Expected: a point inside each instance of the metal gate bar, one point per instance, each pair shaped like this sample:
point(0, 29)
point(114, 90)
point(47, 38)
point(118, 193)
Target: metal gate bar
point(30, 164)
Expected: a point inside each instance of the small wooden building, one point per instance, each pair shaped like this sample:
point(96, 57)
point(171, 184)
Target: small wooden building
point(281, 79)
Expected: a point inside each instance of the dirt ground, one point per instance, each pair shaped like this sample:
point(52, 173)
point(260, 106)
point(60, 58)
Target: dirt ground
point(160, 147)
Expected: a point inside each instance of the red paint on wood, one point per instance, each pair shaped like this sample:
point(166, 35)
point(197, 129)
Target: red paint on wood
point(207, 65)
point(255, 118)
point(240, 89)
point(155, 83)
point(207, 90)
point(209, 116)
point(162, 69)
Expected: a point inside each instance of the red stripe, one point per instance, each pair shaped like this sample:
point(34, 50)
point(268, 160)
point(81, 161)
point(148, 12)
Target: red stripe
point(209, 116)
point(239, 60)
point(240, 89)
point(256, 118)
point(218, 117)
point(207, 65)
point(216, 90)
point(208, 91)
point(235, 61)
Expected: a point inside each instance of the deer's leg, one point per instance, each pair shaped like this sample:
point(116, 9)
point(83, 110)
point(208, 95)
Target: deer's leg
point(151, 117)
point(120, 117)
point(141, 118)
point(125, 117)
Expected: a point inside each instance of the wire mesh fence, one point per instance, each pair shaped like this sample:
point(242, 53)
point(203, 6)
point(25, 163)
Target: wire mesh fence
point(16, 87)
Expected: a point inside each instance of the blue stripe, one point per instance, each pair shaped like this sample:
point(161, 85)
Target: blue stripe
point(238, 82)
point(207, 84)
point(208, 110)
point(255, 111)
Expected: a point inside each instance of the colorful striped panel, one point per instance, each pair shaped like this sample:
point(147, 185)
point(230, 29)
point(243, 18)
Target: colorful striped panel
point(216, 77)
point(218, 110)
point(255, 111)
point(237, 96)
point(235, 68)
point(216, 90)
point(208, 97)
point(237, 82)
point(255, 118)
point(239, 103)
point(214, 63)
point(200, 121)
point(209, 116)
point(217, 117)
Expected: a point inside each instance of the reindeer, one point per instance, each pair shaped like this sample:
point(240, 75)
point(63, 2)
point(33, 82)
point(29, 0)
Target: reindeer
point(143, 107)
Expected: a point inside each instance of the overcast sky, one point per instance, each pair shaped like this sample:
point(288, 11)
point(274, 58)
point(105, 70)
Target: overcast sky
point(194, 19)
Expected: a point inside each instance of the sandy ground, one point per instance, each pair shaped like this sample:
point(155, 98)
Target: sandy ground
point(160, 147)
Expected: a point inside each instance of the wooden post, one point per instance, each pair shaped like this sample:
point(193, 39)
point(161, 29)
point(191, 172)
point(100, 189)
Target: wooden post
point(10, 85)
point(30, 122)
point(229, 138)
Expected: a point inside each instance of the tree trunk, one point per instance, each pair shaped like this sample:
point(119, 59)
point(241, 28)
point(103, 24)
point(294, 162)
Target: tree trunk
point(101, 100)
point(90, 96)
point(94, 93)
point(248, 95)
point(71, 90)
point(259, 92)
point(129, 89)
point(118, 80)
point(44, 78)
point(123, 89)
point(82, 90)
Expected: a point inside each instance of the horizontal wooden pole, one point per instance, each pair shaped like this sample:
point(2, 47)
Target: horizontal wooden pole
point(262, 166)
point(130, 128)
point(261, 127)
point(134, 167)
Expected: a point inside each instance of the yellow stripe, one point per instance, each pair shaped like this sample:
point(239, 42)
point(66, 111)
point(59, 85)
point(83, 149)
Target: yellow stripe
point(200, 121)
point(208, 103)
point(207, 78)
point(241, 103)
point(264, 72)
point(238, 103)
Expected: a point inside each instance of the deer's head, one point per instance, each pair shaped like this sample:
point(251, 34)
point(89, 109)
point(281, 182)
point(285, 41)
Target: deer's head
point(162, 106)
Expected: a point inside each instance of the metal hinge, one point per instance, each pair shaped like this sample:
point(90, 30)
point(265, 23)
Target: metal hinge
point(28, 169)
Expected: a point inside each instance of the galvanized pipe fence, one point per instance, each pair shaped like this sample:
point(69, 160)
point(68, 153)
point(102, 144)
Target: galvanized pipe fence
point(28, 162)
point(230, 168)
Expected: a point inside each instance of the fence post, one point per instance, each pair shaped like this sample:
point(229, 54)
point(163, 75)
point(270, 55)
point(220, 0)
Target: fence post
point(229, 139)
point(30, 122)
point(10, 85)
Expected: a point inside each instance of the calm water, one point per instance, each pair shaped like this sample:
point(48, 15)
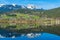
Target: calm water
point(5, 35)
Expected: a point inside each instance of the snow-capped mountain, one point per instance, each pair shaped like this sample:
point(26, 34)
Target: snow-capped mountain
point(7, 8)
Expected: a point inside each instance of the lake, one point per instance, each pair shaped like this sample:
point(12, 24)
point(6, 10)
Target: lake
point(5, 35)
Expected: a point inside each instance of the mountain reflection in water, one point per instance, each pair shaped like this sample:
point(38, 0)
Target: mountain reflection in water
point(6, 35)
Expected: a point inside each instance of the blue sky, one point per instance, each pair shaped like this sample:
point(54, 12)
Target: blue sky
point(46, 4)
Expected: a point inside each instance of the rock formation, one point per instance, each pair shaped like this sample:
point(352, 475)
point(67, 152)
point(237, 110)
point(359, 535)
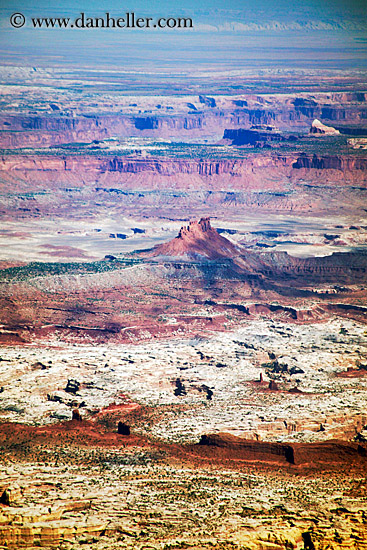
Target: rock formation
point(318, 128)
point(198, 239)
point(123, 429)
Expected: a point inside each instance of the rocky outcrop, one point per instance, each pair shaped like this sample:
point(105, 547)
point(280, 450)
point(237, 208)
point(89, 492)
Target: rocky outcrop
point(320, 129)
point(123, 429)
point(198, 239)
point(255, 137)
point(297, 454)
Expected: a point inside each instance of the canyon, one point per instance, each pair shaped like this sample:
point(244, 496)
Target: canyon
point(183, 273)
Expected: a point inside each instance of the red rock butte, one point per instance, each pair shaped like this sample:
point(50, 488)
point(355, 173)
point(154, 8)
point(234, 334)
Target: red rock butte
point(197, 239)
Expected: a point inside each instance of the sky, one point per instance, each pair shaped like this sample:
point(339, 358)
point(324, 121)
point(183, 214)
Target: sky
point(226, 34)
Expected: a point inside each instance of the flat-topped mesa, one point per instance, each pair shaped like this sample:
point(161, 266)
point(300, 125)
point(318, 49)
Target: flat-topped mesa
point(195, 228)
point(197, 239)
point(319, 128)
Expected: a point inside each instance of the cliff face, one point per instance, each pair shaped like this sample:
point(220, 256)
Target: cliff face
point(55, 128)
point(270, 182)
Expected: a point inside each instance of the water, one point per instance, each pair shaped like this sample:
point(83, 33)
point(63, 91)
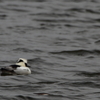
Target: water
point(60, 39)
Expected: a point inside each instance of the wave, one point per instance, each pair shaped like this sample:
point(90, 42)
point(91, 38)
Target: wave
---------------
◆ **Directions for this task**: Set down the material exactly, every line of it, except for the pictures.

◆ **Solution to this exercise**:
Expected: a point inside each instance of the metal gate bar, one point per instance, each pair shaped like this sample:
point(0, 29)
point(114, 90)
point(47, 38)
point(118, 193)
Target: metal gate bar
point(30, 164)
Expected: a point inside each instance of the small wooden building, one point per instance, each pair shaped like this sample:
point(96, 57)
point(171, 184)
Target: small wooden building
point(281, 79)
Expected: a point inside each instance of the dirt ground, one point per instance, each pair shaped like this sample:
point(52, 173)
point(260, 106)
point(60, 58)
Target: dirt ground
point(160, 147)
Expected: a point inside each instance of the red paint on wood, one point per instance, each pair shaped like this sample:
point(166, 35)
point(197, 129)
Target: red paint on wood
point(207, 65)
point(255, 118)
point(240, 89)
point(155, 83)
point(207, 90)
point(209, 116)
point(162, 69)
Expected: a point inside each instance of the red stripe, one point per instance, each pair shaped like this sample:
point(34, 50)
point(268, 160)
point(81, 161)
point(148, 12)
Target: red stripe
point(209, 116)
point(239, 60)
point(240, 89)
point(256, 118)
point(218, 117)
point(207, 65)
point(216, 90)
point(208, 91)
point(235, 61)
Expected: a point inside each instance of the deer's leg, one point per instance, each pair shaped like this sample:
point(116, 9)
point(83, 110)
point(208, 95)
Target: deer's leg
point(151, 117)
point(120, 117)
point(141, 118)
point(125, 117)
Expected: a point inside each instance of the wire mesh fence, one point per instance, each pair shaped like this sample:
point(242, 53)
point(203, 6)
point(25, 163)
Target: wire mesh fence
point(16, 87)
Expected: a point inside each instance of the blue stripe, one point per instance, each pair shaped like this sample:
point(161, 85)
Target: blue stripe
point(238, 82)
point(207, 84)
point(208, 110)
point(255, 111)
Expected: a point inside each instance of the colorful striped panel, one point per instance, each pair shaped like this sample:
point(147, 185)
point(230, 29)
point(243, 18)
Target: colorful striped panel
point(216, 77)
point(218, 110)
point(255, 111)
point(237, 96)
point(235, 68)
point(216, 90)
point(208, 97)
point(237, 82)
point(255, 118)
point(239, 103)
point(214, 63)
point(200, 121)
point(209, 116)
point(217, 117)
Expected: a point inside each instance of the reindeer, one point per instance, each pair shaped like this sample:
point(240, 75)
point(63, 2)
point(33, 82)
point(29, 0)
Target: reindeer
point(143, 107)
Expected: a point inside each instance of the overcast sky, one point per instance, each pair shaped like this sample:
point(288, 11)
point(274, 58)
point(105, 70)
Target: overcast sky
point(194, 19)
Expected: a point inside each instance of the sandy ground, one point per instance, each pair shaped like this sample:
point(155, 98)
Target: sandy ground
point(160, 147)
Expected: a point inside each instance of the wooden post, one point per instance, each pair shaped like this sample:
point(193, 39)
point(161, 29)
point(191, 172)
point(100, 189)
Target: wooden post
point(10, 85)
point(30, 122)
point(229, 138)
Expected: a point inside each instance of the tree trunk, one point per instance, each pair shaped like this sample:
point(119, 59)
point(241, 28)
point(103, 24)
point(294, 162)
Target: tree trunk
point(101, 100)
point(90, 96)
point(94, 93)
point(248, 95)
point(71, 90)
point(259, 92)
point(129, 89)
point(118, 80)
point(44, 78)
point(123, 89)
point(82, 90)
Expected: a point inside each instance of the horizontal wooden pole, one point per instance, each pair shaped like this sample:
point(2, 47)
Target: horizontal wooden pole
point(262, 166)
point(130, 128)
point(261, 127)
point(134, 167)
Expected: a point inside each instance of the yellow stripe, one point per instance, each pair shaped like this sample:
point(239, 42)
point(66, 111)
point(59, 85)
point(83, 149)
Target: yellow stripe
point(200, 121)
point(208, 103)
point(207, 78)
point(241, 103)
point(264, 72)
point(238, 103)
Expected: a point inside each instance of the deer's head, one point per instance, each pair shaped like this sample:
point(251, 34)
point(89, 109)
point(281, 182)
point(285, 41)
Target: deer's head
point(162, 106)
Expected: a point inside each instance of the metal hinge, one point per instance, each pair shaped like this sample:
point(90, 30)
point(265, 23)
Target: metal hinge
point(28, 169)
Expected: a point inside each instance of the galvanized pipe fence, one point per instance, each pair shaped like this sample:
point(69, 160)
point(68, 153)
point(102, 144)
Target: galvanized pipe fence
point(28, 162)
point(230, 168)
Expected: a point inside each instance of the fence post, one point per instance, each pair shaped like this sample:
point(229, 54)
point(163, 75)
point(270, 55)
point(220, 0)
Target: fence post
point(229, 139)
point(30, 122)
point(10, 85)
Expected: a point inside each instance of the calm water, one point per instance, each pair shaped like this sample:
point(48, 15)
Target: calm water
point(5, 35)
Expected: a point inside each instance of the snow-capped mountain, one point per instance, each pair shaped like this sample:
point(26, 34)
Target: snow-capped mountain
point(7, 8)
Expected: a point inside each instance of the lake, one point per instance, each pair shaped like this sample:
point(12, 24)
point(6, 10)
Target: lake
point(5, 35)
Expected: a point inside each instance of the mountain reflection in water, one point per instance, each pair shaped like this sample:
point(38, 0)
Target: mountain reflection in water
point(6, 35)
Expected: a point inside each instance of the blue sky, one point per instance, each pair shaped like this sample:
point(54, 12)
Target: blue sky
point(46, 4)
Expected: a point inside each instance of the rock formation, one point per instance, each pair shaped like this sample:
point(352, 475)
point(67, 152)
point(237, 110)
point(359, 535)
Target: rock formation
point(318, 128)
point(198, 239)
point(123, 429)
Expected: a point inside each instance of the rocky outcrop, one point per instance, each pair shaped like this sample:
point(105, 547)
point(280, 450)
point(237, 208)
point(89, 492)
Target: rocky outcrop
point(320, 129)
point(123, 429)
point(198, 239)
point(255, 137)
point(297, 454)
Expected: a point inside each instance of the canyon, one point per instance, each pair shaped like this sample:
point(244, 496)
Target: canyon
point(183, 273)
Expected: a point inside each instance of the red rock butte, one point per instance, each pair shaped like this sample:
point(50, 488)
point(355, 173)
point(154, 8)
point(234, 334)
Target: red rock butte
point(197, 239)
Expected: a point inside each instance of the sky, one point per instance, each pair shaped like this sample:
point(339, 358)
point(324, 121)
point(183, 214)
Target: sky
point(226, 34)
Expected: a point inside each instance of the flat-topped mesa, one point per instance, each pair shaped like this sample:
point(161, 266)
point(300, 125)
point(318, 49)
Target: flat-topped mesa
point(195, 228)
point(197, 239)
point(319, 128)
Expected: a point inside each instance of the cliff face, one point per instance, each pair shaped like this sample:
point(220, 256)
Target: cliff face
point(55, 128)
point(270, 182)
Expected: a point inside each instance of the water, one point per instance, each pair shaped like this sample:
point(83, 33)
point(63, 91)
Target: water
point(60, 39)
Expected: a point inside each instance of the wave, one point per instance, each pair shaped like this sample:
point(90, 42)
point(91, 38)
Target: wave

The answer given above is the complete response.